* **Task goal**:
Render the following material again verbatim, leaving nothing out.

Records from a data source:
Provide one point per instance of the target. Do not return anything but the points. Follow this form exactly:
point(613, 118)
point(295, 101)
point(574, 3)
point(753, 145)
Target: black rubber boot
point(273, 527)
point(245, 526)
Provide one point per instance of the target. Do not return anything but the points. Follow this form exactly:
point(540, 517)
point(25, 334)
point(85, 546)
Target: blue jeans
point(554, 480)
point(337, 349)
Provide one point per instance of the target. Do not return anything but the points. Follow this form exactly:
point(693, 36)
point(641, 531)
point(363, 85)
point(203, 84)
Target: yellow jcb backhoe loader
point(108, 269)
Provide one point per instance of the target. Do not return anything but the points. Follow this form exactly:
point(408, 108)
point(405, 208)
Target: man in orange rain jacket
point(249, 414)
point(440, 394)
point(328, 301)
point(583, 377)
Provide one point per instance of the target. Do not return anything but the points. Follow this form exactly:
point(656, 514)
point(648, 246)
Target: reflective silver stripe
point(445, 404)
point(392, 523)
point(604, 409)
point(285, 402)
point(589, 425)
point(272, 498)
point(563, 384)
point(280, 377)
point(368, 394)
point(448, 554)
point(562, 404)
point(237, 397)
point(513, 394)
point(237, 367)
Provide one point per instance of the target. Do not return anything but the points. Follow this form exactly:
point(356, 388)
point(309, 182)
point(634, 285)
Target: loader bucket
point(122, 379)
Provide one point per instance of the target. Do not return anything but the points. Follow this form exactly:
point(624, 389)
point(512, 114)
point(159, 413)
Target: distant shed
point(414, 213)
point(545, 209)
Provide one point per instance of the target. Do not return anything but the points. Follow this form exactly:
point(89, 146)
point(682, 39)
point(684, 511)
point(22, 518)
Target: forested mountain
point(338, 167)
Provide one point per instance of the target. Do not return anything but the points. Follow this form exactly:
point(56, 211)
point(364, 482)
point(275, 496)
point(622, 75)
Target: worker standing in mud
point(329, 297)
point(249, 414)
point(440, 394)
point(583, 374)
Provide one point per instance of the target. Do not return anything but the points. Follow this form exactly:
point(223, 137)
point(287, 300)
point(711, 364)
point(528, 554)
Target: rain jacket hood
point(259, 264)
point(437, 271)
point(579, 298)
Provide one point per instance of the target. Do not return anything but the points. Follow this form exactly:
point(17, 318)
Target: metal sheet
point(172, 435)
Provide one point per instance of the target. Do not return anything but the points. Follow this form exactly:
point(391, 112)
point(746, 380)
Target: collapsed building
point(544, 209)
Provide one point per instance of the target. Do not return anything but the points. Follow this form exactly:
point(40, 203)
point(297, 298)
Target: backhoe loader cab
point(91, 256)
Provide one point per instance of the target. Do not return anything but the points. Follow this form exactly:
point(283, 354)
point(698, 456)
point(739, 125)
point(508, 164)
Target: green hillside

* **Final result**:
Provide one point per instance of the target. Do not return anything but the points. Follow this form exactly:
point(613, 118)
point(295, 101)
point(574, 3)
point(753, 145)
Target: black rubber boot
point(273, 527)
point(245, 526)
Provide one point per instance of the target. Do not return anything but the points. Follow this form exactly:
point(540, 517)
point(25, 334)
point(85, 546)
Target: blue jeans
point(554, 480)
point(337, 349)
Provide one point per instance of the target. Do not return anything but the points. Follow this form exactly:
point(693, 36)
point(641, 531)
point(363, 85)
point(203, 84)
Target: yellow jcb backhoe loader
point(108, 269)
Provide one point per instance of the target. Do not return anything but the points. Follow this form exactly:
point(408, 108)
point(405, 208)
Target: man in orange rain jacket
point(249, 414)
point(440, 394)
point(328, 301)
point(583, 377)
Provide one point per instance of the target. Do not return anything but the points. Follow this form exactly:
point(656, 514)
point(648, 246)
Target: reflective silver stripe
point(445, 404)
point(392, 523)
point(604, 409)
point(285, 402)
point(589, 425)
point(272, 498)
point(563, 384)
point(280, 377)
point(368, 394)
point(448, 554)
point(562, 404)
point(237, 397)
point(513, 394)
point(237, 367)
Provide one point per instance of the target. Do not return anything but the points. Follow this form exactly:
point(356, 388)
point(309, 182)
point(634, 285)
Target: loader bucket
point(122, 379)
Provide one point per instance of the target. Do not return anything but the points. Follow this form exactly:
point(624, 389)
point(512, 114)
point(159, 413)
Target: distant shed
point(414, 213)
point(545, 209)
Provide one point per instance of the target. Do not return anything but the points. Follow this form exactly:
point(89, 146)
point(682, 39)
point(684, 511)
point(22, 518)
Target: forested mountain
point(338, 167)
Provide one point per instance of the target. Do not return anything but the points. Follow this form exactly:
point(56, 211)
point(364, 482)
point(275, 496)
point(622, 75)
Target: worker standing in mud
point(329, 297)
point(249, 414)
point(440, 394)
point(583, 374)
Provide one point per instance of the target. Do not return anything but the points. Follow this form exactly:
point(223, 137)
point(287, 300)
point(711, 364)
point(528, 554)
Target: rain jacket hood
point(259, 264)
point(437, 271)
point(579, 298)
Provide one point per instance of the target. Do not return anything but the points. Follow this form exactly:
point(17, 318)
Target: metal sheet
point(172, 435)
Provide one point per instance of the target. Do not return anything but the points. Follow this form exactly:
point(391, 112)
point(746, 380)
Target: collapsed building
point(544, 209)
Provide one point per instance of the target. Do not return anything but the points. Follow this form exactly:
point(40, 203)
point(297, 298)
Target: backhoe loader cab
point(91, 256)
Provide one point per instance of the target. Do not return anything but the points. Follow this form exactly:
point(283, 354)
point(698, 456)
point(739, 125)
point(508, 164)
Target: green hillside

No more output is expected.